GIVEN TASK -
Reproduce without alteration the part of the data that opens with the line containing "decorative birdhouse ->" and closes with the line containing "Outline every instance of the decorative", both lines included.

━━━

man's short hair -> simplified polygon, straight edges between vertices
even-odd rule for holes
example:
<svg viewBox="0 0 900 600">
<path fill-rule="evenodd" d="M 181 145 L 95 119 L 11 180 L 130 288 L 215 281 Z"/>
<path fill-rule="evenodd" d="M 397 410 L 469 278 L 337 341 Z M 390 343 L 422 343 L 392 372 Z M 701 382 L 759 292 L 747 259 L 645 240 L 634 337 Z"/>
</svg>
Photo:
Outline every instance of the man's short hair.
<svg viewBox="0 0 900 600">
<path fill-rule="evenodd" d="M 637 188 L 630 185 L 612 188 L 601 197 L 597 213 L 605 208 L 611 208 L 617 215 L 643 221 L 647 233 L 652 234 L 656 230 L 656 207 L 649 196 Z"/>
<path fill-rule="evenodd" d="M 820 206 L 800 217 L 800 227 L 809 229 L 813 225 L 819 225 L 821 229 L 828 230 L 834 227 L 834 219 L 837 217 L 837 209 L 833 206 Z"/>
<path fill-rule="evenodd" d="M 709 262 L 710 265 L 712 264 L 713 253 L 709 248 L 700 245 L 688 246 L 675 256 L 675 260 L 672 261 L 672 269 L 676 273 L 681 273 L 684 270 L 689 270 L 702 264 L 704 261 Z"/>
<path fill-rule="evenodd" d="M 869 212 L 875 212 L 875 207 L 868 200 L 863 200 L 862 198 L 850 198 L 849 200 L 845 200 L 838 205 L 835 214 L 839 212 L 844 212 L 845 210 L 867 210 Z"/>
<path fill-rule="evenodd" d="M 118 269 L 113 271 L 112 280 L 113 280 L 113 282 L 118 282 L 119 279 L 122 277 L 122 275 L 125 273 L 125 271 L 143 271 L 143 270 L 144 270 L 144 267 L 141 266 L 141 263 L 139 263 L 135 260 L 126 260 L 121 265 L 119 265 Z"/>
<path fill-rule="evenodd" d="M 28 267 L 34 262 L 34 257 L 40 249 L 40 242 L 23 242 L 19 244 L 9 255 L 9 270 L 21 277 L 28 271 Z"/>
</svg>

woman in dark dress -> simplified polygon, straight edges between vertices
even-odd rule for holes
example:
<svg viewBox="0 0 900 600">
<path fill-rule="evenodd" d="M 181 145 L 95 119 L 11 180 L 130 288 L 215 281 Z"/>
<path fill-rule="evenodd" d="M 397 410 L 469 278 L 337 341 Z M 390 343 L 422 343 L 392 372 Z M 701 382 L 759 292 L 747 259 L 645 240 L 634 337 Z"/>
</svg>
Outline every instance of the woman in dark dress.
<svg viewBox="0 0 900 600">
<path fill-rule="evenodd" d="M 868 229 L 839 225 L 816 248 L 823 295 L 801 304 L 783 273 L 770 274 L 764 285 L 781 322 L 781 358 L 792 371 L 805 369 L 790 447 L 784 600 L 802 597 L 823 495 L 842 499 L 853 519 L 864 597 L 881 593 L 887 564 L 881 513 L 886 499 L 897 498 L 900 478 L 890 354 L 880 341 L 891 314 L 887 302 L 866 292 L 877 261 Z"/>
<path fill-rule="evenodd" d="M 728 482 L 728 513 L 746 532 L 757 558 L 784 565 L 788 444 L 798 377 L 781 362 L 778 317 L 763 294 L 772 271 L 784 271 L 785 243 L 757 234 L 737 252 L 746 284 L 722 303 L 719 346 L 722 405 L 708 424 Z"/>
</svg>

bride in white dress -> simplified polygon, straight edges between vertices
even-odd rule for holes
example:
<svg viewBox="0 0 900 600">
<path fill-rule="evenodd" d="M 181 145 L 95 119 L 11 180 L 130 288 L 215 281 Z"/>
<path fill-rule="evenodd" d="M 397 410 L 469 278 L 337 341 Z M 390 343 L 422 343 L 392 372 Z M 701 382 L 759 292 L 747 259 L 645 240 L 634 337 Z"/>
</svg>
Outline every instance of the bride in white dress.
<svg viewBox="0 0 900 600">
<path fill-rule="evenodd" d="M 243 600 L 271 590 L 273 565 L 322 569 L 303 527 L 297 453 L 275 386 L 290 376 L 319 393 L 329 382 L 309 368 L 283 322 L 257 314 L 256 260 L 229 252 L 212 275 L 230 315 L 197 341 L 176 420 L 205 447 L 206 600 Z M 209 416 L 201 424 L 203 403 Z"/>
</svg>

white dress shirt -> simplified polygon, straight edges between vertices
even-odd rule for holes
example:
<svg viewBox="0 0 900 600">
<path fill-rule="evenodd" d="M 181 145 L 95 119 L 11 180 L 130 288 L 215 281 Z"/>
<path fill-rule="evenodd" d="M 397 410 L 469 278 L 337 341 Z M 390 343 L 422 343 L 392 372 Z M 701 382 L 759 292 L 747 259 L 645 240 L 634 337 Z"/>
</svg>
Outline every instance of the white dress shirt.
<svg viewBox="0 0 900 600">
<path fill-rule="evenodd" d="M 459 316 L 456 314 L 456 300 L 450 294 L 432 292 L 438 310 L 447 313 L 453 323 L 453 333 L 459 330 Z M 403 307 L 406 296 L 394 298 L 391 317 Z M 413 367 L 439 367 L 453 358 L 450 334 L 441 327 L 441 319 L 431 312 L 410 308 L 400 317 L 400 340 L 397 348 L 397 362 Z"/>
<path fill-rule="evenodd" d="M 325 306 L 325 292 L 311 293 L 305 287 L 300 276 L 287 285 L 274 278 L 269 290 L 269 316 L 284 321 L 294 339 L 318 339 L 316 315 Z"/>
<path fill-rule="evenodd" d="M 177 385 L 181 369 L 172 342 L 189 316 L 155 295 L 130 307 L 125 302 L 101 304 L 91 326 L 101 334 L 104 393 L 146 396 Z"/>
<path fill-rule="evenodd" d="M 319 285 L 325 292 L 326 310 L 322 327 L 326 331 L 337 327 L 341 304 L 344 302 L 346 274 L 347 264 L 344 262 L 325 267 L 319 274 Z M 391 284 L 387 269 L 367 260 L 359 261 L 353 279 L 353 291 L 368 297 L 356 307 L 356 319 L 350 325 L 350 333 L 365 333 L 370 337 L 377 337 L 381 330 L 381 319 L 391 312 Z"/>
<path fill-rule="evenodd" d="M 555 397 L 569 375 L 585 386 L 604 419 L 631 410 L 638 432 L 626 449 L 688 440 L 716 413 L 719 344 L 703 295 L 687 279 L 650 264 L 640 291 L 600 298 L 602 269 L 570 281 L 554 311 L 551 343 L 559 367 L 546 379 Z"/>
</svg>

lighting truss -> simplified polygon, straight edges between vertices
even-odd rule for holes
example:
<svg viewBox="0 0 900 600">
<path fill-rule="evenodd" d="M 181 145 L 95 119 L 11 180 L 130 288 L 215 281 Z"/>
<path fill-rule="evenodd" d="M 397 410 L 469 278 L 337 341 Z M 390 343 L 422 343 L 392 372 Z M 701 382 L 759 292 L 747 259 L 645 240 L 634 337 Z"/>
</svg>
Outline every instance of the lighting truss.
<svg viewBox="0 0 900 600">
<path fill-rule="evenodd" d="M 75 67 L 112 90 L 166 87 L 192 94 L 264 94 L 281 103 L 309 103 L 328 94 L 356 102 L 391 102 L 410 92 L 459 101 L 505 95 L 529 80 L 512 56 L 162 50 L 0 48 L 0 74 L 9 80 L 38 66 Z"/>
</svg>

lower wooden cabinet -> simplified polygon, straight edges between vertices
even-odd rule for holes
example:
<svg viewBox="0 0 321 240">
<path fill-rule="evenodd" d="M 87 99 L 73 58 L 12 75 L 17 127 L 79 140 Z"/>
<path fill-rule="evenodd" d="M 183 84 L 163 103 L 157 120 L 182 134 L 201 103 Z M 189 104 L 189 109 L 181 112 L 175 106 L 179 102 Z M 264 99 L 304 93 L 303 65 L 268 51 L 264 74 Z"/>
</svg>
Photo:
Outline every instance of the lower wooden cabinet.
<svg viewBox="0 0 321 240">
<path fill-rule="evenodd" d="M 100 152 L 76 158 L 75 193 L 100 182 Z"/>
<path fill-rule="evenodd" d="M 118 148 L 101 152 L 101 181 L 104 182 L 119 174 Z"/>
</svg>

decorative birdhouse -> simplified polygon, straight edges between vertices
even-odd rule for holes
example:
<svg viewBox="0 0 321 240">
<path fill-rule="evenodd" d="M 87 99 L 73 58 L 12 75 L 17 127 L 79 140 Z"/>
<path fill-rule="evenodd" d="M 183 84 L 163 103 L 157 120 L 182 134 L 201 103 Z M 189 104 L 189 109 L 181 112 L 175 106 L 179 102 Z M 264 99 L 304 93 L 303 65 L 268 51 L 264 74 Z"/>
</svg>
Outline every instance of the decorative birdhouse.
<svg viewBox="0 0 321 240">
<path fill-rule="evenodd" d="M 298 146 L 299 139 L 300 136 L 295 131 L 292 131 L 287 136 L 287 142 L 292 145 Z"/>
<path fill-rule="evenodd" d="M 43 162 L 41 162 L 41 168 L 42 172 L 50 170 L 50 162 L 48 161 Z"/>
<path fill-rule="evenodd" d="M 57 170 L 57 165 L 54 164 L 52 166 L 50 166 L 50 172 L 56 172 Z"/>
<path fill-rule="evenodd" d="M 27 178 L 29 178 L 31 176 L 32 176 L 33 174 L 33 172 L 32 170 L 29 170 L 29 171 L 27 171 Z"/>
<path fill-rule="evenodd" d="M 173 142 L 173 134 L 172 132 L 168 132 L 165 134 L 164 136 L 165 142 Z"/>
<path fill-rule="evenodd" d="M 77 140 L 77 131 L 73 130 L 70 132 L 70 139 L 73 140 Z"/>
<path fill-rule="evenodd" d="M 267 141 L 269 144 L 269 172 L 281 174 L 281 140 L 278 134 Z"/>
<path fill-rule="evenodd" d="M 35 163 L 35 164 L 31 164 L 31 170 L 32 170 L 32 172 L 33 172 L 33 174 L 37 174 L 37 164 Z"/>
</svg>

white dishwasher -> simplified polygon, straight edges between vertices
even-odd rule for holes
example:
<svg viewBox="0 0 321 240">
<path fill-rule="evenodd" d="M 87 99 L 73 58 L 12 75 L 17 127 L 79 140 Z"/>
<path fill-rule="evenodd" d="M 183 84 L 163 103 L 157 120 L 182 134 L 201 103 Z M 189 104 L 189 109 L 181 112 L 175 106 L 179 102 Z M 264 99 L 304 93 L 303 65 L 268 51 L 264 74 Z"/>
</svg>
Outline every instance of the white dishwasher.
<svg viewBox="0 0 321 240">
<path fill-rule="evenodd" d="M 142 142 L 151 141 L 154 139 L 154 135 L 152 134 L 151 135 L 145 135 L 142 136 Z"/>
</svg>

━━━

ANSWER TO THIS EXERCISE -
decorative birdhouse -> simplified polygon, straight edges between vertices
even-odd rule for holes
example:
<svg viewBox="0 0 321 240">
<path fill-rule="evenodd" d="M 87 99 L 73 58 L 12 75 L 17 127 L 79 140 Z"/>
<path fill-rule="evenodd" d="M 183 84 L 163 103 L 157 120 L 182 134 L 201 103 Z M 189 104 L 189 109 L 181 112 L 175 106 L 179 102 Z M 264 99 L 304 93 L 303 65 L 268 51 L 264 74 Z"/>
</svg>
Outline every instance of the decorative birdhouse.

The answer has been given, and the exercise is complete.